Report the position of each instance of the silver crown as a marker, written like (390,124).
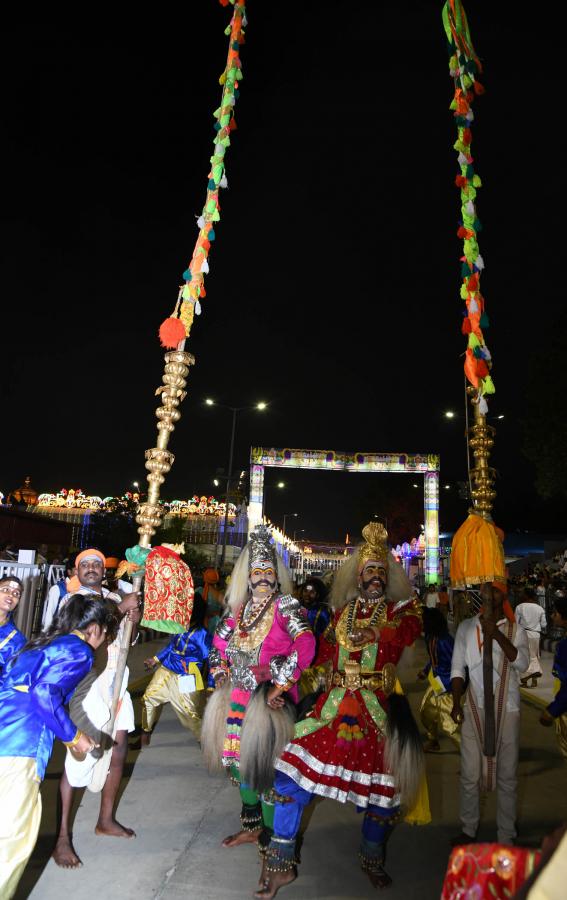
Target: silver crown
(261,546)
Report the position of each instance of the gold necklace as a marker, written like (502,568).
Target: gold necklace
(348,619)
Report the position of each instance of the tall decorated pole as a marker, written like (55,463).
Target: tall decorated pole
(174,332)
(477,556)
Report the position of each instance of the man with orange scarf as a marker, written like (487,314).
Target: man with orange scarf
(510,659)
(360,743)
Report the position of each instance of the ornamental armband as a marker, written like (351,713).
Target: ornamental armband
(291,609)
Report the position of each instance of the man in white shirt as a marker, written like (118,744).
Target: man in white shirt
(55,596)
(91,570)
(510,658)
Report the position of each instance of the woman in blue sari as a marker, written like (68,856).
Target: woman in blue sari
(35,687)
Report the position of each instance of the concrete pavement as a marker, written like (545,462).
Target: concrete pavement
(181,814)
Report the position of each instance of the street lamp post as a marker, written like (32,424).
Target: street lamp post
(234,410)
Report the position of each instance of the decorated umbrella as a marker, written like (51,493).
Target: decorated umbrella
(167,607)
(477,555)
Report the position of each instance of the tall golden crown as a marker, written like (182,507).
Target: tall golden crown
(375,545)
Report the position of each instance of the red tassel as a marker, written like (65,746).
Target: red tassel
(171,333)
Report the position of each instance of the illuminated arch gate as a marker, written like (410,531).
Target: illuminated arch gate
(337,461)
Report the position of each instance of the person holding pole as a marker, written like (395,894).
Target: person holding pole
(479,769)
(97,705)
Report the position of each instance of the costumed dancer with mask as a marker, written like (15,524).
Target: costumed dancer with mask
(360,743)
(260,648)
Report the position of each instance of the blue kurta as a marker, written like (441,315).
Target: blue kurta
(11,640)
(33,694)
(559,705)
(440,652)
(191,646)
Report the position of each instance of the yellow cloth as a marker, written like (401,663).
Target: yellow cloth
(164,688)
(435,715)
(420,813)
(20,802)
(477,554)
(550,885)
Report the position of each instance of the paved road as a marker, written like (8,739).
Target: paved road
(181,815)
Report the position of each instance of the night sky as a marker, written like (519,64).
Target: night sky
(333,291)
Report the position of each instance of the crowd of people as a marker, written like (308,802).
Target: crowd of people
(293,692)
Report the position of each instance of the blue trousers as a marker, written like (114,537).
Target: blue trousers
(376,824)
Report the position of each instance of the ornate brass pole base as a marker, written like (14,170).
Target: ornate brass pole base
(159,461)
(481,441)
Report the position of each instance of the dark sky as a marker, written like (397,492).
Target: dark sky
(334,281)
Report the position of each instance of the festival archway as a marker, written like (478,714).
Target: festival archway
(339,461)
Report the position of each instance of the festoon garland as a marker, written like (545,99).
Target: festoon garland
(177,327)
(464,65)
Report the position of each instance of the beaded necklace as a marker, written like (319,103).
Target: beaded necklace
(246,626)
(353,609)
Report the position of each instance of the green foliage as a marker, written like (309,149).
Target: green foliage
(545,421)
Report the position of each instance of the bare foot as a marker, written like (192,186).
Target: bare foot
(264,876)
(379,878)
(64,855)
(242,837)
(274,883)
(114,829)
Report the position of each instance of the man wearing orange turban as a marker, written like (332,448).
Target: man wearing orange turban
(510,659)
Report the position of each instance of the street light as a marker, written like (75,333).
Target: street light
(234,410)
(288,516)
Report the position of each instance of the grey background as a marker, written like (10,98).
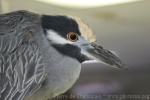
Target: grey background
(123,28)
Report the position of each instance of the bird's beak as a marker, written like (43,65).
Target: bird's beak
(95,52)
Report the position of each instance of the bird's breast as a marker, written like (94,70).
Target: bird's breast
(62,73)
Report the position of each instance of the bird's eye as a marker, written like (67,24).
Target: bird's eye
(72,36)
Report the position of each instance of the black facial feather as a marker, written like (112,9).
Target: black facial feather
(61,24)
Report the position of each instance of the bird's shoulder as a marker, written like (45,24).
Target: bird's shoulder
(22,68)
(15,27)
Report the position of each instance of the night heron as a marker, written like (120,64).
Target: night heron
(41,55)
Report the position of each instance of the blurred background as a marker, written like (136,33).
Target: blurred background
(120,25)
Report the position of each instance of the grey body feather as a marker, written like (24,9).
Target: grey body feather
(30,68)
(21,66)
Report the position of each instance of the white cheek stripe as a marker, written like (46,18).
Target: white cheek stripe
(56,38)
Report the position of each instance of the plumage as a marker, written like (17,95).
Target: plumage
(21,69)
(38,61)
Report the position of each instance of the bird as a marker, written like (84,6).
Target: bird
(41,55)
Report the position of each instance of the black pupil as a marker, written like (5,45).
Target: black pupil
(73,37)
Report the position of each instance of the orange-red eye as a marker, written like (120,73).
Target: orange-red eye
(72,36)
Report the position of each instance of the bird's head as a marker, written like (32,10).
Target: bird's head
(71,37)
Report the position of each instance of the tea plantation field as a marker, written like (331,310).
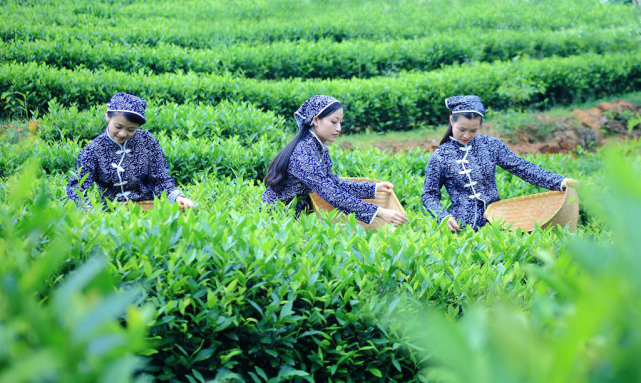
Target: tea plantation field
(227,293)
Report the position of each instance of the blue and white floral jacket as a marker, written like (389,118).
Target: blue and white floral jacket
(136,170)
(467,171)
(310,170)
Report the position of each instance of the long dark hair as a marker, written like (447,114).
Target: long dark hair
(131,117)
(277,172)
(455,116)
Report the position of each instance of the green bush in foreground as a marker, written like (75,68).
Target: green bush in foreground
(585,319)
(57,326)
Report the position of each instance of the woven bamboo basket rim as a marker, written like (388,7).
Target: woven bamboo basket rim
(551,214)
(392,195)
(146,204)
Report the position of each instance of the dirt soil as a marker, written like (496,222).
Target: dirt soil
(589,128)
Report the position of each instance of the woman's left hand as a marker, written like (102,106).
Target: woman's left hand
(384,187)
(569,182)
(184,202)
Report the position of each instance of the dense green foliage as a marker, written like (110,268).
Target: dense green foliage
(228,292)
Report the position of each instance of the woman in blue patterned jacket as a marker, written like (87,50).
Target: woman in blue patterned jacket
(304,166)
(465,163)
(126,163)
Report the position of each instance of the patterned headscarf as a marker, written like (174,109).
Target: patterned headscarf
(311,108)
(123,102)
(465,104)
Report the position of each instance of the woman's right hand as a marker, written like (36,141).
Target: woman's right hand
(391,216)
(453,225)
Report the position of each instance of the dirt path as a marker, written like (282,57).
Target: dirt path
(588,128)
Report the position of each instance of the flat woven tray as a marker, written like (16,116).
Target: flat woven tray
(383,199)
(145,205)
(544,209)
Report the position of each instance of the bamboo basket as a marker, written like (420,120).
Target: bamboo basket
(382,199)
(145,205)
(544,209)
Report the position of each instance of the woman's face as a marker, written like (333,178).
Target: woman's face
(464,129)
(119,128)
(329,127)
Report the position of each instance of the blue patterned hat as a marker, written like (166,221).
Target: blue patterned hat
(123,102)
(465,104)
(311,108)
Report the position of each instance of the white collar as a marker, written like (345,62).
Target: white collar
(124,143)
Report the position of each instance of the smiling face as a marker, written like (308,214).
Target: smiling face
(329,127)
(465,129)
(119,128)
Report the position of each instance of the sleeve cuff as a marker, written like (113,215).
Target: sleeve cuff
(374,216)
(175,194)
(444,218)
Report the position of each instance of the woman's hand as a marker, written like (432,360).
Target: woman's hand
(391,216)
(384,186)
(453,225)
(569,182)
(184,202)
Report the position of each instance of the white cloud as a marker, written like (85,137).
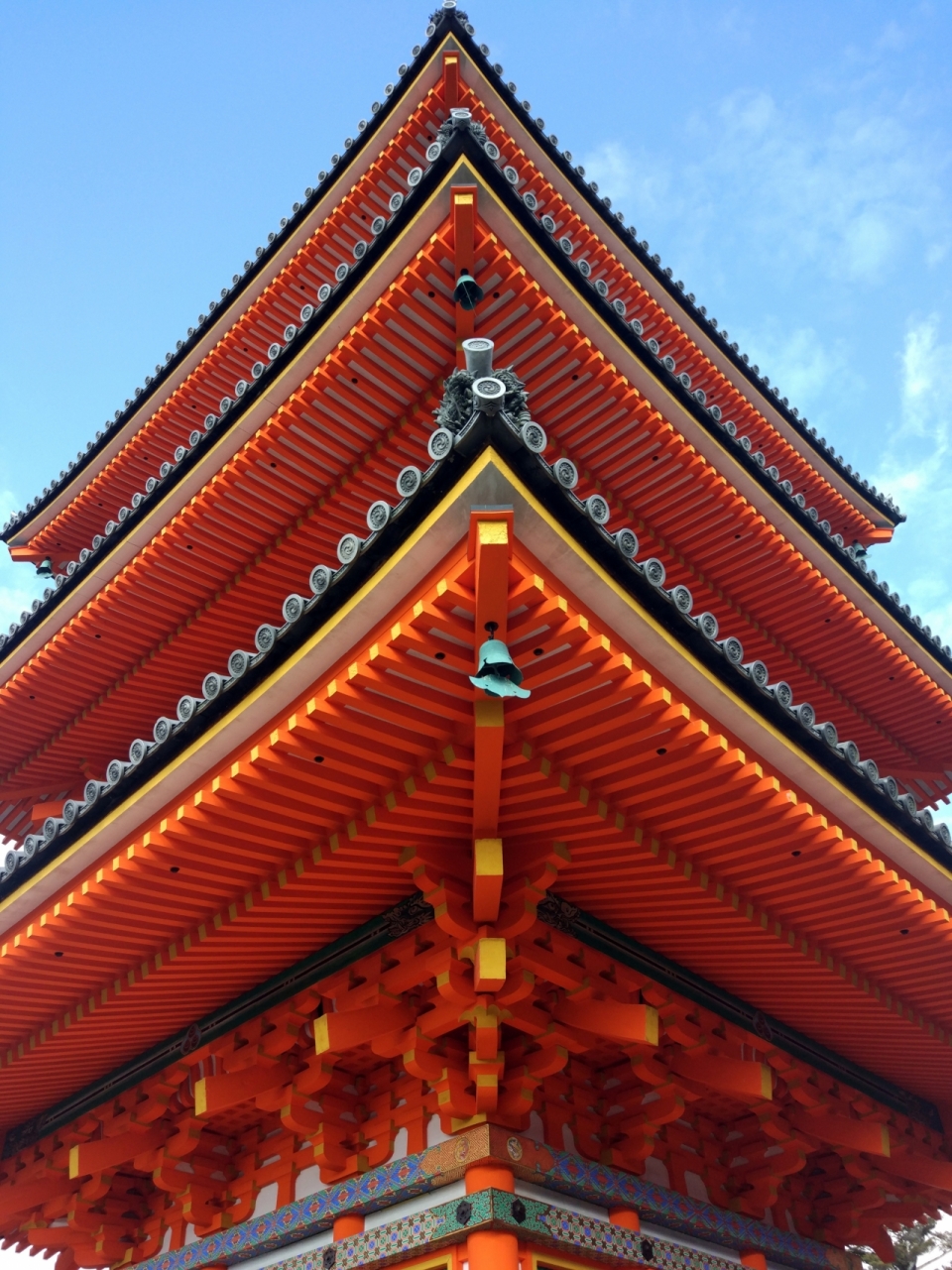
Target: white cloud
(916,469)
(785,183)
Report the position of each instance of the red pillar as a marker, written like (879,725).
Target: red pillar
(491,1250)
(348,1223)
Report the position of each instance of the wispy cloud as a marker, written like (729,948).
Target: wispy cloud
(918,469)
(849,194)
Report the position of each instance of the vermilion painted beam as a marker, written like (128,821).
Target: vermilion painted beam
(464,211)
(91,1157)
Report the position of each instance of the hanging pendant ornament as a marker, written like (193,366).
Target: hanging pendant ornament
(499,676)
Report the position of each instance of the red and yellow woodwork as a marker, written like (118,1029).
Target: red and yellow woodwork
(364,768)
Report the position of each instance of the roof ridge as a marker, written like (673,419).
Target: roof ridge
(768,475)
(525,434)
(459,21)
(263,258)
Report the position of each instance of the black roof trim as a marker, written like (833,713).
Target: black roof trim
(441,24)
(410,914)
(302,618)
(337,955)
(663,277)
(605,939)
(262,263)
(461,141)
(843,554)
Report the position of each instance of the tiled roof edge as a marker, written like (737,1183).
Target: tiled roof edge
(664,276)
(524,441)
(709,416)
(263,261)
(441,22)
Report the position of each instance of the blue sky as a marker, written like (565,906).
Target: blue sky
(788,161)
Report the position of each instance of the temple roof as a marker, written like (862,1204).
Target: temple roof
(261,268)
(676,832)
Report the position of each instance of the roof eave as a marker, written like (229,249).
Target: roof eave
(420,76)
(573,186)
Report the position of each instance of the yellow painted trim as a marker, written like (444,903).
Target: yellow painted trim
(333,622)
(545,1260)
(483,461)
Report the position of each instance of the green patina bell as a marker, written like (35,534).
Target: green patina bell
(499,676)
(468,292)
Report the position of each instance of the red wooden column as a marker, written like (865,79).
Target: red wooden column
(450,79)
(347,1224)
(491,1250)
(491,545)
(464,207)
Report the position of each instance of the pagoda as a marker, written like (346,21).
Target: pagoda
(467,799)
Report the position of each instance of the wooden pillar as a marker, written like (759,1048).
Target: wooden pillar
(450,79)
(464,249)
(491,1250)
(491,543)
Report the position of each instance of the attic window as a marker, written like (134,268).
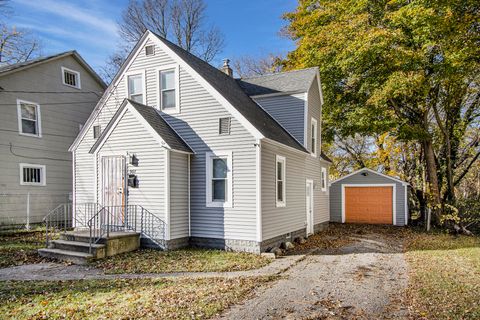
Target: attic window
(224,125)
(96,132)
(150,50)
(71,78)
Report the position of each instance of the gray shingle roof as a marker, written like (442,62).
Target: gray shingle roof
(230,90)
(155,120)
(290,81)
(5,69)
(11,67)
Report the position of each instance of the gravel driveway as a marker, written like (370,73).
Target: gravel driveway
(363,280)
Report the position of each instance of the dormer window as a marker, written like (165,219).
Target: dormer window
(168,95)
(135,85)
(314,134)
(71,78)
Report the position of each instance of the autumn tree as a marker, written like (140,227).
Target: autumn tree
(180,21)
(16,45)
(410,68)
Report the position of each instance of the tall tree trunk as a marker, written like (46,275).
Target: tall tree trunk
(432,178)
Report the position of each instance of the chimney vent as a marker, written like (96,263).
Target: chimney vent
(226,68)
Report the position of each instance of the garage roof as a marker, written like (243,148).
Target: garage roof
(372,171)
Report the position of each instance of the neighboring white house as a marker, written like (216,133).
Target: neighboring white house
(43,105)
(225,163)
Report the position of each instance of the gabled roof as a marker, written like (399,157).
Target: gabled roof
(282,82)
(228,87)
(371,171)
(8,69)
(156,122)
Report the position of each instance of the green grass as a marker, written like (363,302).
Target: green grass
(184,260)
(20,247)
(123,299)
(444,276)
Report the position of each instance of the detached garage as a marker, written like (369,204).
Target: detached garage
(366,196)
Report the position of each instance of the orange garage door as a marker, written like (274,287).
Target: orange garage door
(368,205)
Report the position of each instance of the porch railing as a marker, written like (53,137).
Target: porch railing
(61,219)
(134,218)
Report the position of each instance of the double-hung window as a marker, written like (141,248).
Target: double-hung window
(29,122)
(135,84)
(32,174)
(280,181)
(313,139)
(219,179)
(324,179)
(168,95)
(71,78)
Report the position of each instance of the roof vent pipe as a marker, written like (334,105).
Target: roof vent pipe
(226,68)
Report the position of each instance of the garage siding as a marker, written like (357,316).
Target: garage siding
(371,178)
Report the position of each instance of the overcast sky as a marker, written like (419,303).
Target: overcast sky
(251,27)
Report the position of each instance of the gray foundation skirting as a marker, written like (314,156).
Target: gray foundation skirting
(233,244)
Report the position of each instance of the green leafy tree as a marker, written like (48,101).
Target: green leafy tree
(407,67)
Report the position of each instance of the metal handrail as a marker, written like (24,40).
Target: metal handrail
(126,218)
(61,219)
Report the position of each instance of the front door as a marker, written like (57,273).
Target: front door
(114,187)
(309,206)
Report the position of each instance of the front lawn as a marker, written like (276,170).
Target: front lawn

PROBLEM DETAILS :: Your task is to retype the entries verbatim, starting with the line that holds "Target: dirt path" and stopping after the line that holds "Report the position of each instance of the bamboo".

RESPONSE TO THE TASK ::
Target: dirt path
(588,128)
Report the position of each instance of the flat woven tray as a marker, written like (16,116).
Target: flat woven tray
(383,199)
(145,205)
(544,209)
Report the position of each instance of the bamboo basket as a marker, written like (420,120).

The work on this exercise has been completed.